++++ PROVIDED INFORMATION ++++

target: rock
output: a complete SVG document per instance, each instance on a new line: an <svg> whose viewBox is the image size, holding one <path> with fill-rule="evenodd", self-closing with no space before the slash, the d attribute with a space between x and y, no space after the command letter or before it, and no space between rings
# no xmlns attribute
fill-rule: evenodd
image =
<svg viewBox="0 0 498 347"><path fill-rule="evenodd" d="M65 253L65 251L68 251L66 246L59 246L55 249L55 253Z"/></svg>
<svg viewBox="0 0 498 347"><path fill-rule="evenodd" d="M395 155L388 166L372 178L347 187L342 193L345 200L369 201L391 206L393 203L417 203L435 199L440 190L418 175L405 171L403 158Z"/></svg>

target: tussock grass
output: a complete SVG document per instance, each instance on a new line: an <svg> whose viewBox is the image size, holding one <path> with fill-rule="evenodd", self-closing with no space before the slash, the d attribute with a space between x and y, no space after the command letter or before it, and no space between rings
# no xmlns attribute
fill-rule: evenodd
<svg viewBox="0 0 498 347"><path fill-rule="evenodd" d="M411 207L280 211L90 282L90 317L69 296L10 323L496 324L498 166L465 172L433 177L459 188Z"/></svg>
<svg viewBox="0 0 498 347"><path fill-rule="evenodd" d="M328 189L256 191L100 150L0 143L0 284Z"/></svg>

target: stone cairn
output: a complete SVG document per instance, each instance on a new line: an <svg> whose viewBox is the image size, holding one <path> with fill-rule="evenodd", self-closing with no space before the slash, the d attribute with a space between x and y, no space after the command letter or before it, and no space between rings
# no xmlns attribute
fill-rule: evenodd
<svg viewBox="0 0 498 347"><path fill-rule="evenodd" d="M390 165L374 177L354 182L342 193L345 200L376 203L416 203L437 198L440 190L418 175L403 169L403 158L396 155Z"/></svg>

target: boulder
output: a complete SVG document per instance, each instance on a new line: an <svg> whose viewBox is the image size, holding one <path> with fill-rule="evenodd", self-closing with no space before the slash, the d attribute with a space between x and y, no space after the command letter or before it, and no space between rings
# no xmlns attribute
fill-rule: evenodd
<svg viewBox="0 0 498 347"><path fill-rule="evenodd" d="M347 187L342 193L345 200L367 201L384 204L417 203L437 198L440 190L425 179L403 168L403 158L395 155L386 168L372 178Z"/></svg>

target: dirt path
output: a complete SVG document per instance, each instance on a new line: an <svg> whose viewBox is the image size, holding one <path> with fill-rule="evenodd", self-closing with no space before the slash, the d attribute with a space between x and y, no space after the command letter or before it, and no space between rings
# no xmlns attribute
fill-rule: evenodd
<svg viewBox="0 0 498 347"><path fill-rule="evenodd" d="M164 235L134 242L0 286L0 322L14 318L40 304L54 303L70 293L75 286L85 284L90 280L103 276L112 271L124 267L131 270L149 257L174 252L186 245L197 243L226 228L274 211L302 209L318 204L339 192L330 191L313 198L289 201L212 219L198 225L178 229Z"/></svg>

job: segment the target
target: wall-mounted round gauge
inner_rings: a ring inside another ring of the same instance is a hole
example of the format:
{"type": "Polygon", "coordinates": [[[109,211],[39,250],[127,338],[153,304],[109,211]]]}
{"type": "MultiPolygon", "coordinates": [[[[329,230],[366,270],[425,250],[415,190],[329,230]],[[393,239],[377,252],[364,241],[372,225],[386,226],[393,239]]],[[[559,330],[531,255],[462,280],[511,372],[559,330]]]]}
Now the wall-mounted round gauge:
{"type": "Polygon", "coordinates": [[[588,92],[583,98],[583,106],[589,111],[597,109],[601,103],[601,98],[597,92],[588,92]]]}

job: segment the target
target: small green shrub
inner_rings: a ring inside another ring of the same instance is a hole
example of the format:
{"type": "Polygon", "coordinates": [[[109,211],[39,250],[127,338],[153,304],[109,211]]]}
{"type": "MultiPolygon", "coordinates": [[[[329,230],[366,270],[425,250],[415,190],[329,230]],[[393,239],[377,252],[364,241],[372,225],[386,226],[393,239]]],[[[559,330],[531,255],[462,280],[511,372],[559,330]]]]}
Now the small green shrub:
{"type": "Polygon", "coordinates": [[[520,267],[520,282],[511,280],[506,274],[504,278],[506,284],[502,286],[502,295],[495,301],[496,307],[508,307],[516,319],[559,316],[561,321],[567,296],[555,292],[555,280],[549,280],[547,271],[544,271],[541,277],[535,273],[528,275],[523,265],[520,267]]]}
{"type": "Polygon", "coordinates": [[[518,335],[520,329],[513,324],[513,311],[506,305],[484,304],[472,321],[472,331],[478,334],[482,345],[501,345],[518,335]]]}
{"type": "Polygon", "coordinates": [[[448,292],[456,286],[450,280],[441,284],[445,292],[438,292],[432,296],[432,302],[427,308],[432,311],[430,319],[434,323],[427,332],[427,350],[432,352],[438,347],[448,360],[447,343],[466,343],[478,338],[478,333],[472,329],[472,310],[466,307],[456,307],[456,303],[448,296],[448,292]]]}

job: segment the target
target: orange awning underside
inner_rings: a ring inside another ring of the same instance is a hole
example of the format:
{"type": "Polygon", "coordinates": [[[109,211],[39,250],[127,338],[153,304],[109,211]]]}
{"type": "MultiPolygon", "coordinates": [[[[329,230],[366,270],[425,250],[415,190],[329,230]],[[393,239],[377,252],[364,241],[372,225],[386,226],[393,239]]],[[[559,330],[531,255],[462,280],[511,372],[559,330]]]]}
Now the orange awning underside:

++++

» GIVEN INSTRUCTION:
Retype every line of the rows above without changing anything.

» FINISHED EXERCISE:
target: rock
output: a complete SVG document per instance, each instance on a new line: an <svg> whose viewBox is the image size, holding one <path> with fill-rule="evenodd", self-closing with no space before the slash, the d attribute with a space between x and y, no space after the command letter or before it, and no space between rings
# no xmlns attribute
fill-rule: evenodd
image =
<svg viewBox="0 0 498 347"><path fill-rule="evenodd" d="M65 253L65 251L68 251L66 246L59 246L55 249L55 253Z"/></svg>
<svg viewBox="0 0 498 347"><path fill-rule="evenodd" d="M395 155L388 166L372 178L347 187L342 193L345 200L369 201L391 206L393 203L417 203L435 199L440 190L418 175L405 171L403 158Z"/></svg>

target: tussock grass
output: a complete SVG document per instance, each instance on a new line: an <svg> whose viewBox is the image size, holding one <path> with fill-rule="evenodd", self-closing with no space before the slash, the d attribute with a space between x and y, no space after the command letter or before it, and no space between rings
# no xmlns attribute
fill-rule: evenodd
<svg viewBox="0 0 498 347"><path fill-rule="evenodd" d="M411 207L280 211L90 282L90 317L69 296L10 323L496 324L498 166L465 172L433 177L459 188Z"/></svg>
<svg viewBox="0 0 498 347"><path fill-rule="evenodd" d="M328 189L256 191L100 150L0 143L0 284Z"/></svg>

target: stone cairn
output: a complete SVG document per instance, each instance on a new line: an <svg> whose viewBox is the image size, holding one <path> with fill-rule="evenodd", self-closing with no space before the slash, the d attribute with a space between x and y, no space after the command letter or before it, and no space between rings
# no xmlns attribute
fill-rule: evenodd
<svg viewBox="0 0 498 347"><path fill-rule="evenodd" d="M390 165L374 177L354 182L342 193L345 200L376 203L416 203L437 198L440 190L418 175L403 169L403 158L396 155Z"/></svg>

target: boulder
output: a complete SVG document per instance, each instance on a new line: an <svg> whose viewBox is the image size, holding one <path> with fill-rule="evenodd", self-closing with no space before the slash, the d attribute with a space between x and y, no space after the command letter or before it, and no space between rings
# no xmlns attribute
fill-rule: evenodd
<svg viewBox="0 0 498 347"><path fill-rule="evenodd" d="M347 187L342 193L345 200L367 201L384 204L417 203L437 198L440 190L425 179L403 168L403 158L395 155L386 168L372 178Z"/></svg>

target: dirt path
output: a complete SVG document per instance, each instance on a new line: an <svg> whose viewBox is the image size, holding one <path> with fill-rule="evenodd", self-closing with no space before the slash, the d attribute with a space between x and y, no space after the command letter or before it, and no space between rings
# no xmlns attribute
fill-rule: evenodd
<svg viewBox="0 0 498 347"><path fill-rule="evenodd" d="M164 235L134 242L0 286L0 322L14 318L40 304L54 303L70 293L75 286L85 284L90 280L103 276L112 271L124 267L131 270L149 257L174 252L186 245L197 243L226 228L274 211L302 209L318 204L339 192L330 191L313 198L289 201L212 219L198 225L178 229Z"/></svg>

job: segment the target
target: wall-mounted round gauge
inner_rings: a ring inside another ring of the same instance is a hole
example of the format:
{"type": "Polygon", "coordinates": [[[109,211],[39,250],[127,338],[153,304],[109,211]]]}
{"type": "MultiPolygon", "coordinates": [[[[329,230],[366,270],[425,250],[415,190],[329,230]],[[393,239],[377,252],[364,241],[372,225],[386,226],[393,239]]],[[[559,330],[531,255],[462,280],[511,372],[559,330]]]]}
Now the wall-mounted round gauge:
{"type": "Polygon", "coordinates": [[[588,92],[583,98],[583,106],[589,111],[597,109],[601,103],[601,98],[597,92],[588,92]]]}

job: segment the target
target: small green shrub
inner_rings: a ring inside another ring of the same instance is a hole
example of the format:
{"type": "Polygon", "coordinates": [[[109,211],[39,250],[127,338],[153,304],[109,211]]]}
{"type": "MultiPolygon", "coordinates": [[[[329,230],[366,270],[425,250],[415,190],[329,230]],[[393,239],[377,252],[364,241],[372,225],[386,226],[393,239]]],[[[559,330],[531,255],[462,280],[511,372],[559,330]]]]}
Now the small green shrub:
{"type": "Polygon", "coordinates": [[[520,267],[520,282],[511,280],[506,274],[504,278],[506,284],[502,286],[502,295],[495,301],[496,307],[508,307],[516,319],[559,316],[561,321],[567,296],[555,292],[555,280],[549,280],[547,271],[544,271],[541,277],[535,273],[528,275],[523,265],[520,267]]]}
{"type": "Polygon", "coordinates": [[[518,335],[520,329],[513,324],[513,311],[506,305],[484,304],[472,321],[472,331],[478,334],[482,345],[501,345],[518,335]]]}
{"type": "Polygon", "coordinates": [[[448,292],[456,286],[450,280],[441,284],[445,292],[438,292],[432,296],[432,302],[427,308],[432,311],[430,319],[434,323],[427,332],[427,350],[432,352],[438,347],[448,360],[447,343],[466,343],[478,338],[478,333],[472,329],[472,310],[466,307],[456,307],[456,303],[448,296],[448,292]]]}

job: segment the target
target: orange awning underside
inner_rings: a ring inside another ring of the same instance is a hole
example of the format:
{"type": "Polygon", "coordinates": [[[109,211],[39,250],[127,338],[153,304],[109,211]]]}
{"type": "MultiPolygon", "coordinates": [[[[329,230],[366,270],[425,250],[415,190],[329,230]],[[393,239],[377,252],[364,241],[372,225],[386,226],[393,239]]],[[[559,330],[531,255],[462,280],[511,372],[559,330]]]]}
Now the orange awning underside:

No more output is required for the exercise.